Stored data:
· · ·
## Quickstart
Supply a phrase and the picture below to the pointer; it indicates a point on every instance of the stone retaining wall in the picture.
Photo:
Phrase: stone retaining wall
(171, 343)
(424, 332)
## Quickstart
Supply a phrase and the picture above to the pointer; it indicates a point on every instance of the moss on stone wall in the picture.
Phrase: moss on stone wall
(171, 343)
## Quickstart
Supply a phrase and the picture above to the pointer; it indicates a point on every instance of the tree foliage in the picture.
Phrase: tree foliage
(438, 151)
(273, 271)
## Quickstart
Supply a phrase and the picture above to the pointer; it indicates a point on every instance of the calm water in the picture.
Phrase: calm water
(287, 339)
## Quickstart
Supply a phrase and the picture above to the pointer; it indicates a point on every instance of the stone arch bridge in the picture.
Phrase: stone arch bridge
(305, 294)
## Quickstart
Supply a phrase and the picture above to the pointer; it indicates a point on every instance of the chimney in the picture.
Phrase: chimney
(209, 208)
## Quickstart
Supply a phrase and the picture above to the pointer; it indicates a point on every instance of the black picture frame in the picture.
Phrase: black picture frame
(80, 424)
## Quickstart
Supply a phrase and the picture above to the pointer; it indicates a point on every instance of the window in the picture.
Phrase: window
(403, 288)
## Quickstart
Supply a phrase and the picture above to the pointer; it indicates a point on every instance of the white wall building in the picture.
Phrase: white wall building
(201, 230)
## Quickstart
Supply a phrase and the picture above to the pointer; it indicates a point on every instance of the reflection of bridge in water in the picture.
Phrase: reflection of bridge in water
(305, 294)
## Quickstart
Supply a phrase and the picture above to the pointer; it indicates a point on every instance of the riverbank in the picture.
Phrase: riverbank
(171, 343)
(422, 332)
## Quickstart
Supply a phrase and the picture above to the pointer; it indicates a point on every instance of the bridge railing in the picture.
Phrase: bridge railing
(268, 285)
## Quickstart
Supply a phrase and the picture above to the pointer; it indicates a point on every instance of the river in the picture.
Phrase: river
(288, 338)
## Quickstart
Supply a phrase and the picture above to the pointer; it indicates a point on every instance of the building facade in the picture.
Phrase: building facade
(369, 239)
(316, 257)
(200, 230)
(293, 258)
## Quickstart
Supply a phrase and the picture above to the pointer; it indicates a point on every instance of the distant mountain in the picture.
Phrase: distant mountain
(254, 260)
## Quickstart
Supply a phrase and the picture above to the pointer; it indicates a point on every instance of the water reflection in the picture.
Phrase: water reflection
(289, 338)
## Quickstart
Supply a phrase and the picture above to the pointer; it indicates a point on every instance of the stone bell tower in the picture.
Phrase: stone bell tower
· · ·
### TASK DETAILS
Reproduce the material above without altering a single character.

### FULL ANSWER
## Quickstart
Supply a phrase and the picture below to the pointer; it indicates a point on every instance of the stone retaining wall in the picture.
Photo:
Phrase: stone retaining wall
(171, 343)
(424, 332)
## Quickstart
Supply a phrase and the picture above to the pointer; it indicates a point on every instance of the moss on stone wall in the picture.
Phrase: moss on stone wall
(171, 343)
## Quickstart
Supply a phrase and the picture above to the pointer; it indicates a point on every instance of the tree foliage in the picture.
Phrase: tree foliage
(438, 151)
(273, 271)
## Quickstart
Supply a phrase and the picture above to the pointer; it indicates a point on every instance of the calm water in the picture.
Phrase: calm water
(287, 339)
## Quickstart
Supply a phrase and the picture above to the pointer; it indicates a point on every instance of the stone arch bridge in the picture.
Phrase: stone arch bridge
(305, 294)
## Quickstart
Supply a phrase and the picture above to the pointer; it indicates a point on every instance of the chimney in the picture.
Phrase: chimney
(209, 208)
## Quickstart
Supply a phrase and the picture above to the pointer; it indicates a point on every instance of the black picture frame in the picture.
Phrase: black picture frame
(80, 424)
## Quickstart
Supply a phrase and the picture above to the pointer; it indicates a point on every instance of the window in the picture.
Phrase: window
(403, 288)
## Quickstart
Supply a phrase and the picture above to the pointer; it indicates a point on every instance of the white wall building in the picture.
Phrase: white wall building
(201, 230)
## Quickstart
Supply a phrase and the picture above to the pointer; it indicates a point on every instance of the reflection of bridge in water in the picture.
Phrase: reflection of bridge in water
(305, 294)
## Quickstart
Supply a phrase and the picture above to the pointer; it indicates a point on every instance of the riverbank in the picture.
Phrase: riverbank
(171, 343)
(422, 332)
## Quickstart
Supply a phrase and the picture above to the pointer; it indicates a point on every instance of the bridge railing in the picture.
Phrase: bridge railing
(268, 285)
## Quickstart
Supply a phrase and the picture above to the pointer; it indicates a point on every instance of the river in the picture.
Phrase: river
(288, 338)
## Quickstart
Supply a phrase and the picture above to the pointer; it indicates a point on every instance of the building facade in the picture.
Phrase: building facade
(369, 239)
(316, 257)
(200, 230)
(293, 258)
## Quickstart
Supply a phrase and the picture above to the pointer; it indicates a point on every instance of the distant mountain in the picture.
Phrase: distant mountain
(254, 260)
## Quickstart
Supply a phrase and the picture above to the pointer; it indicates a point on every instance of the water reflection in the picture.
Phrase: water reflection
(289, 338)
## Quickstart
Supply a phrase and the picture above to the pointer; it indicates a point on every instance of the stone bell tower in the picture.
Phrase: stone bell tower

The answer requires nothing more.